* **Document section**:
Silage parameters (Part 4): The role of pH

As Published in Silage talk of Stockfarm Magazine December 2020

The amount of silage-related problems that I encounter daily, compelled me to write a short series on silage parameters that require adherence. This is the last article in the series and deals with decreased levels of acidity (pH) triggered by fermentation.

Aspects of preservation

The effective preservation of silage for longterm storage is not determined by only one step, but by the successful amalgamation of all the key steps. This includes working within suitable moisture limits, creating an anaerobic (oxygen-free) environment as well as achieving a low-enough pH, noting that the ideal pH of each crop differs.

Mechanics behind a drop in pH

Anaerobic, homofermentative lactic acid organisms produce lactic acid from simple sugars, causing the pH to drop during primary fermentation. These organisms can either occur naturally or can be administered by adding bacterial silage inoculants. If no inoculant is added, it is up to naturally occurring organisms to drive fermentation. This poses several disadvantages, including producers not knowing how many suitable lactic acid organisms are present, how active they are and how many are present compared to spoilage bacteria. Spoilage organisms often compete for the same sugars but do not convert these sugars to lactic acid. Among others, these organisms form too much acetic or even butyric acid. At certain levels both these volatile fatty acids have a detrimental effect on intake. Silage inoculants are designed to add enough selected organisms to counteract the effects of spoilage organisms, leading to guaranteed fermentation. Yet this alone does not guarantee success – the other factors, as well as the silage’s limitations or parameters, must be considered.

What happens during preservation?

(Natural language region descriptions)
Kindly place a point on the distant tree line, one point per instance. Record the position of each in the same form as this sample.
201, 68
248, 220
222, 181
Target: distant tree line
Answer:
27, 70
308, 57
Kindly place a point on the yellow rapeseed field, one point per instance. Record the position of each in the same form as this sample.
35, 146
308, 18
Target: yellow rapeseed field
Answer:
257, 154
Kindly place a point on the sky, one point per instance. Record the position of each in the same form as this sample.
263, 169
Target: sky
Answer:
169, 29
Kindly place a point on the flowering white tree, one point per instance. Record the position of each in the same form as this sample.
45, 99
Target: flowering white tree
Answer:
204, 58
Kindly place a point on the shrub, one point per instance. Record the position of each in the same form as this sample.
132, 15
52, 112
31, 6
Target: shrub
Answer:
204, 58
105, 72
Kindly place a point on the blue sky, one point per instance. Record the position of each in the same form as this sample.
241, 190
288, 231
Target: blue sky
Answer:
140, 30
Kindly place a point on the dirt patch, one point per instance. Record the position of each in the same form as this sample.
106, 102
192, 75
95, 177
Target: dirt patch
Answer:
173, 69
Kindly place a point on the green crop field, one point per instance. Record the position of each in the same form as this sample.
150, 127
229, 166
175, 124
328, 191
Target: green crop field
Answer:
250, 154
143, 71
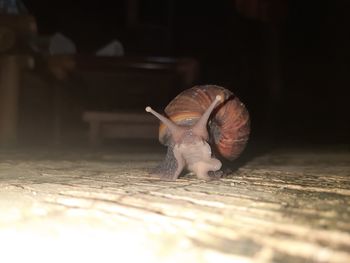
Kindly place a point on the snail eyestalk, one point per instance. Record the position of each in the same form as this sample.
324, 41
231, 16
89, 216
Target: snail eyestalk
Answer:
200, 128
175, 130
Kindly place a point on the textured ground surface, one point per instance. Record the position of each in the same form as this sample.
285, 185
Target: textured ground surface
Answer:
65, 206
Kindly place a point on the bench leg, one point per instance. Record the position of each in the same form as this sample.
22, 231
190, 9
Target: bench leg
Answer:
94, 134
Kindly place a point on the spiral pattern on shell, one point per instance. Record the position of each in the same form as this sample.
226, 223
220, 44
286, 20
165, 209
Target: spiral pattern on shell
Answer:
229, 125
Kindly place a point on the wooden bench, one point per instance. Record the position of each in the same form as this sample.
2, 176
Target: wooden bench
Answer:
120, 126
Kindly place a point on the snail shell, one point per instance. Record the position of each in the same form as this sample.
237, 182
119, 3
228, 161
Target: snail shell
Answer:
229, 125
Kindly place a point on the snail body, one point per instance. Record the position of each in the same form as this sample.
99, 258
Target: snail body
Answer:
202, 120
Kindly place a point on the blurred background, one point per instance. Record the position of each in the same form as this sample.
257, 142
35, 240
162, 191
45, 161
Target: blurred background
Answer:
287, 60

* **Task statement**:
Continue the article on silage pH from where it stops.

* **Exercise output**:
All the aforementioned organisms, as well as the yeasts and moulds that might be added, exhibit varying tolerance levels for fermentation factors. Some are eliminated when oxygen is absent and others when at a low pH, while all have a certain moisture level at which they’ll thrive. However, most spoilage organisms are only eliminated when all factors work together. The lactic acid bacteria we use are relatively oxygen tolerant, meaning that high oxygen levels will initially not harm them. However, they are not working at full speed yet! This only occurs a few days later when the storage format becomes highly anaerobic. This means that aerobic organisms such as enterobacteria are the first to start working, forming unnecessary levels of, for example, acetic acid before the necessary lactic acid is formed. This is one good reason why rapid oxygen removal is so crucial. If this step takes too long, producers are literally growing future problems for themselves! Other bacteria, for example certain Clostridia species, may be more active at a lower dry matter (DM) content. Although low oxygen levels after compaction limit their activity, the pH must drop even lower than usual to fully inhibit their negative impact in these moisture-rich conditions. This is rarely a problem in drier silage. Organisms such as naturally occurring yeasts are inactivated upon removal of oxygen, but the lowest pH achieved with high-sugar crops (approximately 3,6) is not low enough to kill them. The yeasts simply become dormant, waiting to do damage once the silage is opened.

Aerobic instability

If all the steps initially followed to achieve preservation come undone when opening the silage, then unstable silage is the result. Oxygen will reactivate the dormant organisms and heat will be generated in the process – this is the heat detected when removing silage. These organisms continue to utilise available nutrients – such as some yeasts that live on lactic acid – and this in turn raises the pH. A rise in the pH will compromise preservation and efficiency. The duration of preservation after opening is called aerobic stability and producers should always strive to extend this period for as long as possible to allow animals to efficiently ingest the silage before any silage-associated problems occur.